_DATA FOR THE TASK:_
== Segment start ==

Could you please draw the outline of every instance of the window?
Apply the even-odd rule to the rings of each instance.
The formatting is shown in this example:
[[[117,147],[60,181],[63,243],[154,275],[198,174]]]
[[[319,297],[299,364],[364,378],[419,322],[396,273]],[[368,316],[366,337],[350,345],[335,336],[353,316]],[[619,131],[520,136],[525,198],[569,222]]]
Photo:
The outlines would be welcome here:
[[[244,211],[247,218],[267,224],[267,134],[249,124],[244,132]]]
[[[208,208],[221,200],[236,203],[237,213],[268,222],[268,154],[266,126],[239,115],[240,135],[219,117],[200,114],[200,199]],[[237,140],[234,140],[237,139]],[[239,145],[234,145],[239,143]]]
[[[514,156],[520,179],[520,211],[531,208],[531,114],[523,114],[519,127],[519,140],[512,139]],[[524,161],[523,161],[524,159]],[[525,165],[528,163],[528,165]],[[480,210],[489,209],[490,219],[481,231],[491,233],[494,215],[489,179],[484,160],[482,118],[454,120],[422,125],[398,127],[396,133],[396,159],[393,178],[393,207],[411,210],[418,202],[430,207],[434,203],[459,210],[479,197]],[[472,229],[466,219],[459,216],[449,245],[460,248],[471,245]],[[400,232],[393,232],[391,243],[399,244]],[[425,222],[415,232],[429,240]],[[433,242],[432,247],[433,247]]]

== Segment end ==

_WHAT YOU HAVE TO DO:_ Write out the records once more, precisely as they stand.

_ANSWER BOX:_
Could you please draw the outline of every instance of the window?
Apply the even-odd rule to the rings of each instance.
The formatting is shown in this example:
[[[117,147],[60,181],[63,243],[154,275],[198,174]]]
[[[319,297],[299,364],[364,378],[419,322],[396,273]],[[368,316],[366,337],[350,345],[335,336],[353,316]],[[619,131],[520,136],[525,198],[569,222]]]
Photo:
The outlines would be welcome here:
[[[244,211],[247,218],[267,224],[267,134],[249,124],[244,132]]]
[[[208,208],[221,200],[236,203],[237,213],[268,222],[268,154],[266,126],[239,115],[240,135],[219,117],[200,114],[200,199]],[[237,140],[234,140],[237,139]],[[239,145],[234,145],[239,143]]]
[[[514,156],[520,179],[520,211],[531,208],[531,114],[523,114],[519,127],[519,140],[512,139]],[[524,161],[523,161],[524,159]],[[525,165],[528,163],[528,165]],[[480,210],[489,209],[490,219],[481,231],[491,233],[494,215],[489,179],[484,160],[482,118],[454,120],[422,125],[398,127],[396,133],[396,159],[393,178],[393,207],[411,210],[418,202],[430,207],[434,203],[459,210],[479,197]],[[472,229],[466,219],[459,216],[449,245],[460,248],[471,245]],[[400,232],[393,232],[391,243],[399,244]],[[425,222],[415,232],[429,240]],[[433,242],[432,247],[433,247]]]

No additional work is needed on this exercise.